## Requirement
Once you have read the data below, set it all down again exactly.

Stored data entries
•••
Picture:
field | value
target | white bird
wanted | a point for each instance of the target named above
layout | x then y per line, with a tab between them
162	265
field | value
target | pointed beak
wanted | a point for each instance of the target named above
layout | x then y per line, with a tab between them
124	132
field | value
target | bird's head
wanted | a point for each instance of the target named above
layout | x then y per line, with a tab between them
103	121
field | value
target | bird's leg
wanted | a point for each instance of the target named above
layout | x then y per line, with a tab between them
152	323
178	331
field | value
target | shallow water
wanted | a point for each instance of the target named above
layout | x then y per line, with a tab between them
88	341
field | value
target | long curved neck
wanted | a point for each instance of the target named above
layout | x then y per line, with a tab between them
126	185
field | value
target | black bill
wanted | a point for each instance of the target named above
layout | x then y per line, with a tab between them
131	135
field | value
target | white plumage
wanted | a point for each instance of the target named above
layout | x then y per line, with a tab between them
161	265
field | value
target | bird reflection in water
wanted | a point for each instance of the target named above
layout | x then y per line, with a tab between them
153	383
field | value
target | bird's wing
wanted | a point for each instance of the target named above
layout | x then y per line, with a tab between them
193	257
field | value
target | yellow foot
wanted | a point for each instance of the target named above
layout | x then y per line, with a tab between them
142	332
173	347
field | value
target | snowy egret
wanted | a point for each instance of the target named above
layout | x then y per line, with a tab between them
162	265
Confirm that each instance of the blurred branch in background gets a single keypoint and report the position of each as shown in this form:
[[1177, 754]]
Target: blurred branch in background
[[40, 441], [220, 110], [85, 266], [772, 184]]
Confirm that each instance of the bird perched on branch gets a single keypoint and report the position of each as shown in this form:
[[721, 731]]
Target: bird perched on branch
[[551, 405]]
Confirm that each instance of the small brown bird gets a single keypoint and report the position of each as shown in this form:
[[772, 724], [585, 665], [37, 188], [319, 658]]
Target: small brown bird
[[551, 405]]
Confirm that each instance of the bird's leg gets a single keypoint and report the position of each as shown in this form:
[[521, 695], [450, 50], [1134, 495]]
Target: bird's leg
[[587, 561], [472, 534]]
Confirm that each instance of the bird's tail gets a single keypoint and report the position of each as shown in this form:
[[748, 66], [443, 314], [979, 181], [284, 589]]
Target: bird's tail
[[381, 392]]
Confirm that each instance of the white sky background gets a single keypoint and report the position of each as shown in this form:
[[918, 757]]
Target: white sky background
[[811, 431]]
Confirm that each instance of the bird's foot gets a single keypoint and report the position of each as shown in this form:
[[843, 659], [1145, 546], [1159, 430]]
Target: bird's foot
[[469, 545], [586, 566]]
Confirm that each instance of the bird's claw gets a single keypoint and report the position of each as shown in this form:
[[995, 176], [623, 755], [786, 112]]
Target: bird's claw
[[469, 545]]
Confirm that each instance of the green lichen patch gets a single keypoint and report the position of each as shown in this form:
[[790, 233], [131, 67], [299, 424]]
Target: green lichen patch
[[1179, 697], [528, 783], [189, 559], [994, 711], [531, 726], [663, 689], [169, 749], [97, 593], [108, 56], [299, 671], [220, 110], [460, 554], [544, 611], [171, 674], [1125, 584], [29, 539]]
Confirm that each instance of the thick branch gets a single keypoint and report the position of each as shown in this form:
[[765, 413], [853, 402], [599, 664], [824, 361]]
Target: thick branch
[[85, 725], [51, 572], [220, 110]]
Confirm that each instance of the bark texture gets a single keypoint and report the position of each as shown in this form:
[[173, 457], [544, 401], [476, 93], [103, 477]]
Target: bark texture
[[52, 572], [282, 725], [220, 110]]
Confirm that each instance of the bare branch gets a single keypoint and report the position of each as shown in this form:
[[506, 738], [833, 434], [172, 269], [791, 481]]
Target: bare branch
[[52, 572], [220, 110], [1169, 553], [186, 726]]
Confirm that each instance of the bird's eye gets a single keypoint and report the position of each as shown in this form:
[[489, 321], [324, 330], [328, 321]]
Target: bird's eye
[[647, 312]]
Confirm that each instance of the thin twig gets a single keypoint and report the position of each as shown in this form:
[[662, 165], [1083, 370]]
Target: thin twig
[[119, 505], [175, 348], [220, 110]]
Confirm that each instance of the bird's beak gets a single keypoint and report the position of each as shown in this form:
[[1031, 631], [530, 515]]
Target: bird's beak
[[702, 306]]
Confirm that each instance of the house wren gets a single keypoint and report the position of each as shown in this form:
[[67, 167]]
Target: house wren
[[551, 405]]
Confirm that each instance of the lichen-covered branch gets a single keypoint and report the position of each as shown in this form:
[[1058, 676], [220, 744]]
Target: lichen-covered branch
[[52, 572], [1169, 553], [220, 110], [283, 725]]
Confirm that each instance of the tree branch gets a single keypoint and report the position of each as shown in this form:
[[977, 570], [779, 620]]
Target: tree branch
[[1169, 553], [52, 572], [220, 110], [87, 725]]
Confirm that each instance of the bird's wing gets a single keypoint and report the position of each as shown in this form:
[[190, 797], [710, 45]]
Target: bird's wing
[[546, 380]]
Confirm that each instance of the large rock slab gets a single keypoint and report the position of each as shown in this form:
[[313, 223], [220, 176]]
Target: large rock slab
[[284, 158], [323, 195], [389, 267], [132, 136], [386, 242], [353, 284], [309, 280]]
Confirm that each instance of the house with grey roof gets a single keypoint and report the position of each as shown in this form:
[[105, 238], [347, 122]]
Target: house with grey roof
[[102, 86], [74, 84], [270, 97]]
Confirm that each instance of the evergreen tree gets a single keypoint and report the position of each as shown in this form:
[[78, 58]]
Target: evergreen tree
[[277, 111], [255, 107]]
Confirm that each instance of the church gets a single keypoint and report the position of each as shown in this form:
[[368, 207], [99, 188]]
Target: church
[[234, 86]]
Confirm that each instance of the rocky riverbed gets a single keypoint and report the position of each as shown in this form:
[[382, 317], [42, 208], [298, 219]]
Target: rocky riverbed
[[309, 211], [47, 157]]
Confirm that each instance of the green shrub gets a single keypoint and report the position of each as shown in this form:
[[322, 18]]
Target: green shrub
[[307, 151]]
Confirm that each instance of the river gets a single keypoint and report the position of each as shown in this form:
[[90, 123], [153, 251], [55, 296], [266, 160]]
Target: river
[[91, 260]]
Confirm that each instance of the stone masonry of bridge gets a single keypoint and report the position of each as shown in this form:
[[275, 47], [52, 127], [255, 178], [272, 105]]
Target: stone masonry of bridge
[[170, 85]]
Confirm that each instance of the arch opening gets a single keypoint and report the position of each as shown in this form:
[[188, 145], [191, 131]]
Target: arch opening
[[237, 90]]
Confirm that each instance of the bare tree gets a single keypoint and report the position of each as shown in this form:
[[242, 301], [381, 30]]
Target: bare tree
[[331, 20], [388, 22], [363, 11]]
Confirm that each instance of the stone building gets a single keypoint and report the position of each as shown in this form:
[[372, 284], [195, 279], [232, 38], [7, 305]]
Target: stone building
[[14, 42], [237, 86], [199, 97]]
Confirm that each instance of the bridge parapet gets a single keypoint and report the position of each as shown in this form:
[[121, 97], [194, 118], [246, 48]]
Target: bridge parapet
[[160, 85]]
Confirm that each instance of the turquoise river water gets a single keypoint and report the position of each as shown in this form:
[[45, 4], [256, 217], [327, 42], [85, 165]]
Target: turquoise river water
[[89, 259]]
•••
## Task output
Picture:
field | value
target | white bird
wanted | a point for each instance of the target named above
layout | x then y per line, with a tab between them
162	265
field | value
target | pointed beak
wanted | a point for each instance of the target named above
layout | x then y per line, with a tab between them
124	132
field | value
target | bird's head
wanted | a point for each instance of the target named above
layout | x then y per line, with a tab between them
103	121
field | value
target | bird's leg
wanted | a point for each instance of the target named above
layout | x then y per line, with a tab between them
152	323
178	331
field | value
target | shallow water
wanted | a point for each instance of the target named above
layout | x then y per line, with a tab between them
88	341
field | value
target | long curved neck
wanted | a point for each instance of the target named above
layout | x then y per line, with a tab between them
126	185
field | value
target | black bill
wanted | a point for each instance of the target named above
layout | x then y per line, with a tab between them
131	135
field | value
target | white plumage
wanted | a point for each instance of the target named above
layout | x then y per line, with a tab between them
161	265
field | value
target | bird reflection in water
wanted | a point for each instance of the target named above
layout | x then y per line, with a tab between them
153	383
field | value
target | bird's wing
wanted | a point for each instance of the target named above
layout | x then y per line, with a tab between them
193	257
field | value
target | yellow foot
wanted | a point for each instance of the target named above
layout | x then y per line, with a tab between them
142	332
173	347
field | value
target | snowy egret
wanted | a point for each instance of the target named above
layout | x then y per line, with a tab between them
162	265
Confirm that each instance of the blurred branch in background gets a single keypoint and report the position of each as shown in this form:
[[1177, 754]]
Target: blurred branch in background
[[40, 441], [220, 110], [85, 266], [772, 184]]
Confirm that each instance of the bird perched on branch gets a single keypoint and report the position of each as shown in this form:
[[721, 731]]
Target: bird perched on branch
[[551, 405]]
Confirm that each instance of the small brown bird gets a single keypoint and report the position of each as shown in this form:
[[772, 724], [585, 665], [37, 188], [319, 658]]
Target: small brown bird
[[551, 405]]
Confirm that each instance of the bird's leg gets a single keypoint and report the position of each as shown in this form:
[[521, 695], [450, 50], [1134, 495]]
Target: bird's leg
[[587, 561], [472, 534]]
Confirm that each instance of the bird's tail gets a single keypoint and report the position of each as shown in this form:
[[748, 66], [443, 314], [979, 181], [284, 589]]
Target: bird's tail
[[381, 392]]
Confirm that each instance of the white sky background gets a single keypoint and report the position of each as shown in this form:
[[918, 757]]
Target: white sky background
[[811, 431]]
Confirm that each instance of the bird's foot gets a single keypoint and report the position of each as shown in this form:
[[843, 659], [1145, 546], [1159, 430]]
Target: bird's foot
[[469, 545], [586, 566]]
Confirm that each instance of the bird's claw gets a single keypoint and report the position of each as shown in this form:
[[995, 176], [623, 755], [786, 112]]
Target: bird's claw
[[469, 545]]
Confirm that each instance of the green lichen patch gets a single keypoint and report the position of each as shown in this form:
[[790, 233], [131, 67], [299, 424]]
Target: green lichen patch
[[1179, 697], [528, 783], [189, 559], [994, 711], [531, 726], [663, 689], [169, 749], [97, 593], [108, 56], [299, 671], [220, 110], [460, 554], [544, 611], [171, 674], [1125, 584], [29, 539]]
Confirm that each instance of the thick branch gets a single keypoint and report the position of each as shown in this form:
[[765, 413], [853, 402], [599, 664], [824, 361]]
Target: thick branch
[[85, 725], [51, 572], [220, 110]]
Confirm that each instance of the bark texture gets a single keypoint and report the position of each as shown in this form:
[[173, 457], [544, 401], [476, 93], [103, 477]]
Target: bark texture
[[52, 572], [282, 725], [220, 110]]
Confirm that each instance of the bare branch gets a single keypoint and report the position of each as shown in this form:
[[506, 738], [833, 434], [172, 269], [791, 481]]
Target: bare branch
[[52, 572], [220, 110], [1169, 553], [186, 726]]
Confirm that each instance of the bird's eye gets a single keypoint and report the position of each as shown in this form:
[[489, 321], [324, 330], [328, 321]]
Target: bird's eye
[[647, 312]]
Confirm that each instance of the thin twig gets a single keypoint and report the position of each as shown in this form:
[[662, 165], [1083, 370]]
Target: thin twig
[[119, 505], [175, 348], [220, 110]]
Confirm that each instance of the bird's beak gets a single keypoint and report the position of each as shown in this form:
[[1031, 631], [530, 515]]
Target: bird's beak
[[702, 306]]
Confirm that each instance of the house wren gets a single keypoint and report the position of each as shown in this form:
[[67, 167]]
Target: house wren
[[551, 405]]
Confirm that each instance of the lichen-covered branch gets a single keypoint and report the position of each as shown in this form:
[[1058, 676], [220, 744]]
Target: lichen-covered branch
[[52, 572], [1169, 553], [220, 110], [283, 725]]
Confirm that each instance of the tree branch gets a single keypoint and report the position of each as shown in this form:
[[977, 570], [779, 620]]
Target: tree branch
[[1169, 553], [52, 572], [220, 110], [87, 725]]
Confirm that each instance of the bird's wing gets a single keypoint and report the position of each as shown in this form:
[[190, 797], [710, 45]]
Target: bird's wing
[[546, 380]]
Confirm that each instance of the large rock slab gets a single keypoint and report the position of each as shown in this form:
[[313, 223], [220, 176]]
Target: large rock slab
[[284, 158], [323, 195], [389, 267], [132, 136], [386, 242], [353, 284], [309, 280]]
Confirm that each instance of the house with grey roof gets a single keypoint and report the position of each as shown in this form:
[[105, 238], [347, 122]]
Target: house with grey roof
[[102, 86], [74, 84], [270, 97]]
Confirm that each instance of the evergreen tree gets a single keypoint and report the position of each as shown in this form:
[[78, 58]]
Target: evergreen tree
[[277, 111], [255, 107]]
Confirm that each instance of the church gets a single keypoint and report the position of each as shown in this form:
[[368, 207], [99, 188]]
Target: church
[[234, 86]]
Confirm that each instance of the rocky riverbed gets a single keypoint and report the position of each as shown in this form:
[[382, 317], [42, 208], [298, 219]]
Target: rocky riverbed
[[309, 211], [47, 157]]
Confirm that each instance of the green shrub gets a single keypoint and report the position of each as shown in this form:
[[322, 18]]
Target: green shrub
[[307, 151]]
Confirm that each instance of the river gets a single keypoint and report the position of each as shown in this form:
[[90, 123], [153, 251], [55, 296], [266, 160]]
Target: river
[[91, 260]]
Confirm that each instance of the stone masonry of bridge gets a single keypoint and report the position of each as shown in this form:
[[275, 47], [52, 127], [255, 178], [272, 105]]
Target: stone masonry of bridge
[[170, 85]]
Confirm that each instance of the arch opening gets a single keypoint and report the position of each as shown in this form:
[[188, 145], [191, 131]]
Target: arch opening
[[237, 90]]
Confirm that each instance of the bare tree gets a single keypoint and report the position of each as shown in this form:
[[242, 301], [381, 30]]
Target: bare tree
[[331, 20], [388, 22], [363, 11]]
Confirm that each instance of the stone building gets a single keypoint and report the position of each as shown in this form:
[[372, 284], [195, 279], [232, 38], [7, 305]]
Target: stone building
[[14, 42], [237, 86], [199, 97]]
Confirm that each instance of the bridge parapet gets a single keypoint and report the position of each as shown in this form:
[[121, 97], [194, 118], [246, 48]]
Target: bridge parapet
[[160, 85]]
Confirm that each instance of the turquoise river water gets a single keypoint and report the position of each as shown in this form:
[[45, 4], [256, 217], [327, 42], [85, 165]]
Target: turquoise river water
[[89, 259]]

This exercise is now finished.